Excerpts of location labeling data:
· · · ·

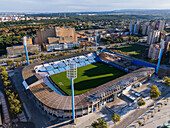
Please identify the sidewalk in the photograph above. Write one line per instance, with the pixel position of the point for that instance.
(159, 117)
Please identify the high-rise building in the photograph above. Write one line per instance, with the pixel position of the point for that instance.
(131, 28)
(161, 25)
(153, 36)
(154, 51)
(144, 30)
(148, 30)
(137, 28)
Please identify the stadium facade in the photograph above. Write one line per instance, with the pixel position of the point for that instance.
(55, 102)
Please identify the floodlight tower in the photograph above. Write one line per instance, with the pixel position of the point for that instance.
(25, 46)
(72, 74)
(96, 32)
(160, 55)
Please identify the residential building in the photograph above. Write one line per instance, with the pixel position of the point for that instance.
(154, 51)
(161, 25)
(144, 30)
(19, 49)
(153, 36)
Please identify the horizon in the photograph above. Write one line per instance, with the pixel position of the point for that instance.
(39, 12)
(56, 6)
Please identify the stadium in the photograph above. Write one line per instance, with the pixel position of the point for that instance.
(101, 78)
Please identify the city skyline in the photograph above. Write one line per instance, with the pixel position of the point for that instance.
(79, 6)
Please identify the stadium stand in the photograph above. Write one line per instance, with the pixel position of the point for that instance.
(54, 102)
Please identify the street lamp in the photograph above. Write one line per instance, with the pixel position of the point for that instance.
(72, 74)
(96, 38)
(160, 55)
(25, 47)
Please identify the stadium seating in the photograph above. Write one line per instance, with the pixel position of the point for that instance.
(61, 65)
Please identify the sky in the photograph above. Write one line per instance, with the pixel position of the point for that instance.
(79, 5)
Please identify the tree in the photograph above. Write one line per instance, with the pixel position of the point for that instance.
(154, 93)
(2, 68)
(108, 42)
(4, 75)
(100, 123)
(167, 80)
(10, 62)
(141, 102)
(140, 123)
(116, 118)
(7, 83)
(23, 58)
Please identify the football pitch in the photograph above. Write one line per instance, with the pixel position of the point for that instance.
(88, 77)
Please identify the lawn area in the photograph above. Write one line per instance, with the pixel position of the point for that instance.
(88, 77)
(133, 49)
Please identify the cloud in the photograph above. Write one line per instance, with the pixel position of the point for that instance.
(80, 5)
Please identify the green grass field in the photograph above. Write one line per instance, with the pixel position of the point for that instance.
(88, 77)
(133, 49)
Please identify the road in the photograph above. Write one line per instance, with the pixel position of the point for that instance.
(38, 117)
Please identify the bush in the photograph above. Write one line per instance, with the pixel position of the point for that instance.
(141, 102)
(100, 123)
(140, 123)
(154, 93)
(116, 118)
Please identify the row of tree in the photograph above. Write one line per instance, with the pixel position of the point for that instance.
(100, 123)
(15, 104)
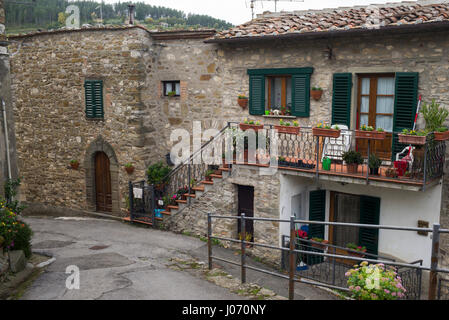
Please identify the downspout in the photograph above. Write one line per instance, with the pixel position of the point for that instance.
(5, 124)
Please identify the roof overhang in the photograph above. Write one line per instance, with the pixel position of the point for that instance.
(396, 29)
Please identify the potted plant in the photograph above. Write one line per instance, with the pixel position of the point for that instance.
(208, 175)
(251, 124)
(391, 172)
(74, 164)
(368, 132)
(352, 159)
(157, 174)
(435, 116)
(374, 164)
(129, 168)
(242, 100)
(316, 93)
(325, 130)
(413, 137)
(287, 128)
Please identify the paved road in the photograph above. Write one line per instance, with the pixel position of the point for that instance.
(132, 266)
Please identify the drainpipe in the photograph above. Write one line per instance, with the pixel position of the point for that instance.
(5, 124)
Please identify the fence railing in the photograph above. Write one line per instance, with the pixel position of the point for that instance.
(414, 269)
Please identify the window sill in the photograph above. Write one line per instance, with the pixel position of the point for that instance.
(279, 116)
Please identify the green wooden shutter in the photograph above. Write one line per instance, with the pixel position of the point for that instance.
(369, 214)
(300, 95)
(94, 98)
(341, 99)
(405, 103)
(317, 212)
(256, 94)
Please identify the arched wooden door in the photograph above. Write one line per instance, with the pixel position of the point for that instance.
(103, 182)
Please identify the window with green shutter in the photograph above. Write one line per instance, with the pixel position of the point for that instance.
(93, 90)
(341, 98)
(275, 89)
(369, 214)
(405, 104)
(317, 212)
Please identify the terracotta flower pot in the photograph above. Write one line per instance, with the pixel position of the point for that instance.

· · · ·

[Work to complete]
Pictures excluded, copy exactly the lines running from the one with "Please identify the row" through the last line of the material.

[Solved exercise]
Please identify the row of tree in the photograph above. Write one line per instance, with the pixel position of the point for that instance.
(100, 123)
(15, 104)
Please identify the downspout in the photograph above. Write one line per instance, with the pixel position of the point for that instance.
(5, 124)
Please identify the roof overhang in the photograph above. Write one line per instance, with the pixel position of the point for that instance.
(396, 29)
Please identify the potted plant in the photograph above. Write one line per instance, with the pixel position of the point for that instance.
(208, 175)
(251, 124)
(391, 172)
(74, 164)
(368, 132)
(352, 159)
(157, 174)
(435, 116)
(374, 164)
(129, 168)
(242, 100)
(316, 93)
(325, 130)
(413, 137)
(287, 128)
Please identify the paved road in the photograph above. Write one line per instance, with the pixel position of the point for that instance.
(132, 266)
Please identify the drainpipe in the photograph above. Write one line per instance, with the pixel position of the point for that instance.
(5, 124)
Please identify the fence railing in the photograph above. Write one line per instance, with the pixel position of the point for that instance.
(414, 269)
Please identify the window sill in the photograph above. Write one line per instance, with the pixel position of the point for that instance.
(279, 116)
Please identify the green wooden shutter in the photograph above. Write one line per instance, with the pixel position of the point for that instance.
(369, 214)
(300, 95)
(94, 98)
(341, 99)
(405, 103)
(317, 212)
(256, 94)
Please identify the arched wooden door in the photograph above. Write one line per instance, with the pixel position of the point for that instance.
(103, 182)
Please identify the window with green shutter in the photograph above. Write one line per instance, with the pixel position of the point for that instance.
(93, 90)
(341, 98)
(275, 89)
(369, 214)
(405, 104)
(317, 212)
Please identify the terracotta flower pot in the photograph above. Write one line per instance, with the pixel position of the point for that instance.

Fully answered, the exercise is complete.